Textauszug →
****************

Nach Ansicht des OLG Hamburg genügt diese Form der Erklärung den Anforderungen des § 44b UrhG im konkreten Fall nicht. Dabei differenziert das Gericht allerdings und betrachtet den jeweils  fraglichen Zeitpunkt. Die Regelung sei technologieoffen, so dass grundsätzlich auch in natürlicher Sprache formulierte Opt-Out-Erklärungen wirksam sein könnten. Es obliegt dabei aber dem Verwender der Erklärung, dies (für den jeweils maßgeblichen Zeitpunkt) zu belegen. Hieran ist der Kläger gescheitert: er hatte auf den Chatbot „ChatGPT“ und das Tool „weboptout“ hingewiesen, die nach seinem Vortrag den Nutzungsvorbehalt in natürlicher Sprache erkennen konnten. Beide waren aber nach den Feststellungen des Gerichts Mitte 2021 noch nicht verfügbar. Da die Nutzung durch den Beklagten aber zu diesem Zeitpunkt erfolgte, fehlte es am Nachweis der „Maschinenlesbarkeit“.

Auch erlaubte Nutzungen gem. § 44b UrhG unterliegen aber dem sog. Drei-Stufen-Test. Gemäß Art. 5 Abs. 5 der InfoSoc-RL dürfen Schranken wie § 44b UrhG nur in bestimmten Sonderfällen angewandt werden, in denen die normale Verwertung des Werks oder des sonstigen Schutzgegenstands nicht beeinträchtigt wird und die berechtigten Interessen des Rechtsinhabers nicht ungebührlich verletzt werden. Alle Voraussetzungen sind nach Ansicht des OLG Hamburg erfüllt. § 44b UrhG regele einen Sonderfall. Die normale Verwertung der Fotografie werde auch nicht beeinträchtigt, da die Vervielfältigung ein rein interner Vorgang auf Seiten des Beklagten war. Das später veröffentlichte Dataset habe nicht die Vervielfältigung enthalten, sondern nur einen Hyperlink auf die rechtmäßig zugängliche Datei.

****************

Datensätze →
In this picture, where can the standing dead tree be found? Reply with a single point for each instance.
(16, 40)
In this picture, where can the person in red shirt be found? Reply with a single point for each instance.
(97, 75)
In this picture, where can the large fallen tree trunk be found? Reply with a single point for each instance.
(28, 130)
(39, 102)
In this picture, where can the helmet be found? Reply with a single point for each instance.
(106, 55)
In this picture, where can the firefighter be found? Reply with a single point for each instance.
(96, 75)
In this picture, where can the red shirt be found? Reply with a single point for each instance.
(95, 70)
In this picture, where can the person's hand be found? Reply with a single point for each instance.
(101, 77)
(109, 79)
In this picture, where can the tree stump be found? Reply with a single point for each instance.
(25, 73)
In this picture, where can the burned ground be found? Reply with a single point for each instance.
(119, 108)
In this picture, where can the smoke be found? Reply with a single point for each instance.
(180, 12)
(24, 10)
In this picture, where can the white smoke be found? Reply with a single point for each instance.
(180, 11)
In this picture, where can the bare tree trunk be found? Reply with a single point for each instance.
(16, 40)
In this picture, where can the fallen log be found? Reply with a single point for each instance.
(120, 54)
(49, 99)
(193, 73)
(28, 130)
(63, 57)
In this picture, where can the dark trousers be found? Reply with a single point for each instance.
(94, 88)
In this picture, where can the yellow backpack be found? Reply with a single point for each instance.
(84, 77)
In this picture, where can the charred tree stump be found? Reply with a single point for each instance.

****************

Ihre Aufgabe → Kopieren Sie aus dem Auszug zum Urteil des OLG Hamburg wortgetreu den Abschnitt von „Auch erlaubte Nutzungen“ bis „rechtmäßig zugängliche Datei.“.

Ihre Antwort →
Auch erlaubte Nutzungen gem. § 44b UrhG unterliegen aber dem sog. Drei-Stufen-Test. Gemäß Art. 5 Abs. 5 der InfoSoc-RL dürfen Schranken wie § 44b UrhG nur in bestimmten Sonderfällen angewandt werden, in denen die normale Verwertung des Werks oder des sonstigen Schutzgegenstands nicht beeinträchtigt wird und die berechtigten Interessen des Rechtsinhabers nicht ungebührlich verletzt werden. Alle Voraussetzungen sind nach Ansicht des OLG Hamburg erfüllt. § 44b UrhG regele einen Sonderfall. Die normale Verwertung der Fotografie werde auch nicht beeinträchtigt, da die Vervielfältigung ein rein interner Vorgang auf Seiten des Beklagten war. Das später veröffentlichte Dataset habe nicht die Vervielfältigung enthalten, sondern nur einen Hyperlink auf die rechtmäßig zugängliche Datei.